**Study material:**
━━━

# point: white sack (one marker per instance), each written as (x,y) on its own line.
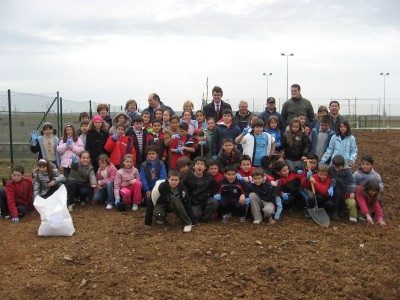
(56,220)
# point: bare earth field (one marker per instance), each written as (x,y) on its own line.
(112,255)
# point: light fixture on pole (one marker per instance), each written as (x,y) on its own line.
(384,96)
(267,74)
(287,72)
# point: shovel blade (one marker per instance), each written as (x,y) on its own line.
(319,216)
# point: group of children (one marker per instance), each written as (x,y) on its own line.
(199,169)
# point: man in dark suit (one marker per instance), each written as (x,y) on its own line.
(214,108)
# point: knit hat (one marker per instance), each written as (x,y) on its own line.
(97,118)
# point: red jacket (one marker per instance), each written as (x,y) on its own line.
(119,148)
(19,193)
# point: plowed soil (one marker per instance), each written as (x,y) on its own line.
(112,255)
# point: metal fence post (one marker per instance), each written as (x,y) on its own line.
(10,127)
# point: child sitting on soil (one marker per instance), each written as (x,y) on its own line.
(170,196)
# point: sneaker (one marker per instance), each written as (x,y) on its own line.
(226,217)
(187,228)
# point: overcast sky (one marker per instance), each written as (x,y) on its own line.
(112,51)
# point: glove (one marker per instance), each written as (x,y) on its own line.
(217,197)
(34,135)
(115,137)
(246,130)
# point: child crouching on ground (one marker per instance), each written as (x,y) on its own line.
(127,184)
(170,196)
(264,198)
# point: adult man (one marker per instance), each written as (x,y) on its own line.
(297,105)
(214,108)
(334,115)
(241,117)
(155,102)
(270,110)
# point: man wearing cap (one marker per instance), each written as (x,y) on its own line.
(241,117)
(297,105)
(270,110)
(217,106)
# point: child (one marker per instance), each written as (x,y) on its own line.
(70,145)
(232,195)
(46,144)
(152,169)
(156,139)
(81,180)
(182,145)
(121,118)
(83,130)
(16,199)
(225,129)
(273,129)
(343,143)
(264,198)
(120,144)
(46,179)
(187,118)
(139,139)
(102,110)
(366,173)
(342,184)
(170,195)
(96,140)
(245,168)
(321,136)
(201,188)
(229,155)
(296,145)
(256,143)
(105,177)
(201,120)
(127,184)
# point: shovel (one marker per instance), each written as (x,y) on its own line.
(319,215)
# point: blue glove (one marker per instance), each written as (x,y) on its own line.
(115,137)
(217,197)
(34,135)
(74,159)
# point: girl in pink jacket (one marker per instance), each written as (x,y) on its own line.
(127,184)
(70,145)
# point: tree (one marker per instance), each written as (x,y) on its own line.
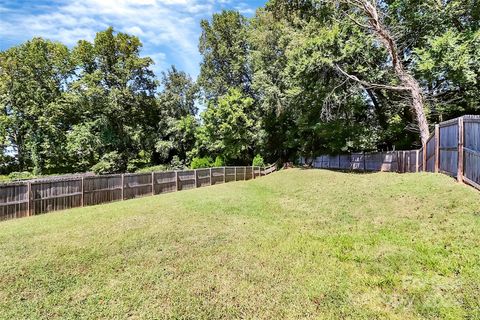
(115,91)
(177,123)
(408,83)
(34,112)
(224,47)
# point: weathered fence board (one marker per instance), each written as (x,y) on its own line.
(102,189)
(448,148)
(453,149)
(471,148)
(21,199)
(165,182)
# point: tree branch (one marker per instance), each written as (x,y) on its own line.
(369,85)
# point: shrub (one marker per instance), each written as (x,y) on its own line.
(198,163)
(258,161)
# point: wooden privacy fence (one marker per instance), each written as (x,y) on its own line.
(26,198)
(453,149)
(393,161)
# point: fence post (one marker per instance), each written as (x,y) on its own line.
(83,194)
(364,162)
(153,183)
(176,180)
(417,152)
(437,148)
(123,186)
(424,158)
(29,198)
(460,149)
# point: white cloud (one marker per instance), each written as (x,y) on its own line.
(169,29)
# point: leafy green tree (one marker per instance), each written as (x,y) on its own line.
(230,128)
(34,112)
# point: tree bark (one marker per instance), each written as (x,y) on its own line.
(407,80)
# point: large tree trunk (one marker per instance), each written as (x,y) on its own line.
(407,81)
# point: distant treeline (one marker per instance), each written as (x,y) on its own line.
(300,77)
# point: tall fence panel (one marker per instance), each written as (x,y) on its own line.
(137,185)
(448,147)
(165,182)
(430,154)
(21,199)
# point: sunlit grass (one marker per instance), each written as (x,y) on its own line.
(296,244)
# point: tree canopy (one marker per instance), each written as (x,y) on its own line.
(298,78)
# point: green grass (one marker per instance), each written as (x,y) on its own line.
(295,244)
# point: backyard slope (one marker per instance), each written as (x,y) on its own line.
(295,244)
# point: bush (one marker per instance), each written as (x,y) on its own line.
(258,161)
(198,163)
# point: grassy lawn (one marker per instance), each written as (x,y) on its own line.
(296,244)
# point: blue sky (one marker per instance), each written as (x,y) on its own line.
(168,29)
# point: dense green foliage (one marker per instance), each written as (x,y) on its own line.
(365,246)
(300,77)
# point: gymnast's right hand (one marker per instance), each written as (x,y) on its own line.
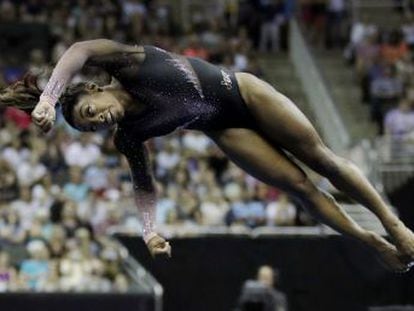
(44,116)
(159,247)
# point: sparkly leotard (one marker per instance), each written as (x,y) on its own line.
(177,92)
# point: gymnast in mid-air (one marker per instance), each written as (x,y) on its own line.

━━━

**What to work on:** Please retype every record above exactly, leaving out the pictures.

**Answer for this exercise:**
# point: white sack (one marker per instance), each written as (x,y) on its own line.
(56,220)
# point: bare earth field (one marker per instance), each written as (x,y) on its own line.
(112,255)
# point: light fixture on pole (one marker per instance), each written as (x,y) on its own line.
(384,96)
(267,74)
(287,72)
# point: shovel blade (one marker per instance), each written as (x,y) on its own line.
(319,216)
# point: group of children (one marker per instance), each written as (x,y) on its own line.
(199,169)
# point: man in dark suit (one marker per instance), each written as (x,y) on its own line.
(214,108)
# point: knit hat (one marker per instance), each written as (x,y) on its own line.
(97,118)
# point: red jacket (one marker per instance), each written as (x,y) on its own line.
(119,148)
(19,193)
# point: plowed soil (one marker per instance), each written as (x,y) on its own line.
(112,255)
# point: metal fence post (one marker per instance), each written as (x,y) on its own line.
(10,127)
# point: child sitting on soil (one marker per instance), each written as (x,y) on its own line.
(170,196)
# point: sneaker (one marker per instance), each written as (x,y) on its own line.
(226,217)
(187,228)
# point: overcast sky (one marker per instance), each written as (x,y) on its own line.
(112,51)
# point: glove (one marker per instance), each written as (x,y) on its own line.
(217,197)
(34,135)
(115,137)
(246,130)
# point: child crouching on ground (one marker per instance), each written as (x,y) on its own line.
(127,184)
(170,196)
(264,198)
# point: adult man (one marker per instance), each written as (x,y) on its own line.
(297,105)
(214,108)
(334,115)
(241,117)
(155,102)
(270,110)
# point: man wearing cap (one marker per instance), each written as (x,y) on its own line.
(241,117)
(297,105)
(270,110)
(217,106)
# point: child (one marker per instance), each written as (x,y) on its own line.
(70,145)
(232,195)
(46,144)
(152,169)
(156,139)
(81,180)
(182,145)
(121,118)
(83,130)
(16,199)
(225,129)
(273,129)
(343,143)
(264,198)
(120,144)
(46,179)
(187,118)
(139,139)
(102,110)
(366,173)
(342,184)
(170,195)
(96,140)
(245,168)
(321,136)
(201,188)
(229,155)
(296,145)
(256,143)
(105,177)
(201,120)
(127,184)
# point: shovel (one marker per instance), each written as (x,y) on its own line.
(319,215)
# point: blue glove (one marker per instance), each written as (x,y) on its own line.
(115,137)
(217,197)
(34,135)
(74,159)
# point: girl in pink jacket (one marker per instance), each written as (x,y) on its own line.
(127,184)
(70,145)
# point: tree (one marker per instance), each written as (x,y) on its own line.
(115,91)
(177,123)
(408,83)
(34,112)
(224,47)
# point: weathered fence board (one marker per instance), each written as (x,y) on its own line.
(102,189)
(448,148)
(453,149)
(471,148)
(21,199)
(165,182)
# point: tree branch (one marker per instance), each written as (x,y) on its own line.
(369,85)
# point: shrub (one marker per instance), each written as (x,y) on its own line.
(198,163)
(258,161)
# point: wooden privacy fence (one marker per instance), each written as (x,y) on its own line.
(26,198)
(453,149)
(393,161)
# point: fence post (one marker per instance), each written as (x,y) on its own line.
(83,194)
(364,162)
(153,183)
(176,180)
(417,152)
(437,148)
(123,186)
(424,158)
(29,198)
(460,149)
# point: white cloud (one marker per instance), each written as (x,y) on its own line.
(169,29)
# point: leafy green tree (one marker per instance), each written as (x,y) on its own line.
(230,128)
(34,112)
# point: tree bark (one marker per instance), each written as (x,y) on its own line.
(407,80)
# point: large tree trunk (one marker per instance), each written as (x,y) on its own line.
(407,81)
# point: distant treeline (one marker per instance), each written as (x,y) on its own line.
(300,77)
# point: tall fence panel (one marker per instance), each written as (x,y) on its own line.
(137,185)
(448,147)
(165,182)
(430,154)
(21,199)
# point: sunlit grass (one marker per instance), each written as (x,y) on its own line.
(296,244)
# point: tree canopy (one marker per instance), each written as (x,y) on its own line.
(298,78)
# point: green grass (one marker per instance), each written as (x,y) on its own line.
(295,244)
# point: backyard slope (one marker per instance), each written as (x,y) on its own line.
(295,244)
# point: bush (one marker per instance), each written as (x,y) on its own line.
(258,161)
(198,163)
# point: grassy lawn (one marker per instance), each written as (x,y) on its own line.
(296,244)
# point: blue sky (one marker per instance), each written as (x,y) on its own line.
(168,29)
# point: dense green foliage (one marker per instance), each written as (x,y) on its own line.
(365,246)
(300,77)
# point: gymnast's right hand (one marker per instance), each written as (x,y) on its own line.
(44,116)
(159,247)
# point: sparkly leotard (one marker per instance), each written as (x,y) on its own line.
(177,92)
# point: gymnast in mid-air (one marker per instance), each written as (x,y) on its own line.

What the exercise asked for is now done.